Before I delve into the topic of this week’s Dean’s Note, I want to acknowledge that today, March 8, is International Women’s Day—a reminder to all of us of the importance of eliminating gender disparities in primary and secondary education worldwide and of supporting women in leadership. Girls’ education is critically linked to self-determination, improved social and economic status, and positive health outcomes. Maternal deaths and pregnancy-related problems cannot be eliminated without the empowerment of women, which entails better access to health information and care and control of resources. I will write more on this topic in a future Dean’s Note.
Health and the City
Urbanization is one of the two most important global demographic shifts over the past 200 years, with the other being the aging of populations. The demographic evidence for urbanization is unquestionable. In 2014, about 54 percent of the world’s population was living in urban areas, compared to only 35 percent in 1960 and 5 percent in 1800. Just since 2000, more than 1 billion people have been added to urban areas, raising the proportion of urban dwellers to more than 80 percent in 64 different countries. By 2010, there was roughly the same number of people living in urban areas as there were in the entire world in 1950. Defying conventional and perhaps media-driven images of cities and urban dwellers, the most rapidly growing cities today are in low- and middle-income countries. The two cities with the highest average annual growth rate between 2006 and 2020 are expected to be Beihai in southern China and Ghaziabad in India, with other fast-growing cities in Nigeria, Mali, and Bangladesh. Although cross-country heterogeneity in what constitute city boundaries makes such definitions challenging, the world’s largest cities today probably are Karachi, Shanghai, Mumbai, Beijing, and Delhi, with New York City being one of the world’s largest metropolitan areas.
As urbanization accelerated, the field of urban health emerged around the turn of the 21st century, concerned with understanding how, and why, cities influence health. An appreciation of the role that cities can play in shaping the health of populations is an extension of a growing scholarship around the role of context as an inextricable determinant of the health of populations, the subject of one of my previous Dean’s Notes. In many respects, that cities influence health is intuitive. Cities influence the food we eat, the water we drink, and the air we breathe. Urban living can affect everything from available food to walkability to the spread of infectious diseases. Early writing in the field was focused on challenges to the health of populations in cities, including the coining of the term “urban health penalty.” However, as the field has matured, it has become readily apparent that the relationship between urban environments and health is complex, and that a range of determinants of health, both positive and negative, characterizes the urban experience. In the past decades, an equally apparent “urban health advantage” has emerged where, particularly in high-income countries, overall health in urban areas surpasses that of non-urban areas.

▶ _What needs to be done_
Can you write out the part of the Dean's Note from "Before I delve" to "future Dean’s Note." word for word?

▶ _Data provided_
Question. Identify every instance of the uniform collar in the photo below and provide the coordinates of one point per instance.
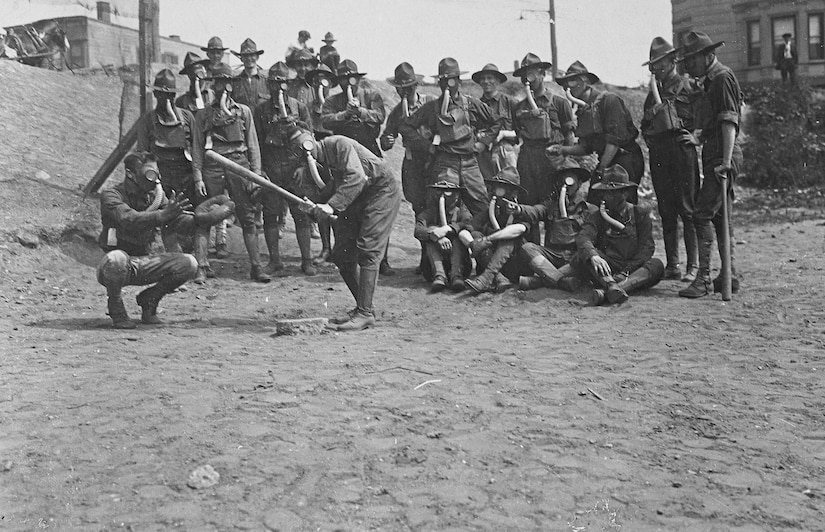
(714, 69)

▶ _Written response_
Before I delve into the topic of this week’s Dean’s Note, I want to acknowledge that today, March 8, is International Women’s Day—a reminder to all of us of the importance of eliminating gender disparities in primary and secondary education worldwide and of supporting women in leadership. Girls’ education is critically linked to self-determination, improved social and economic status, and positive health outcomes. Maternal deaths and pregnancy-related problems cannot be eliminated without the empowerment of women, which entails better access to health information and care and control of resources. I will write more on this topic in a future Dean’s Note.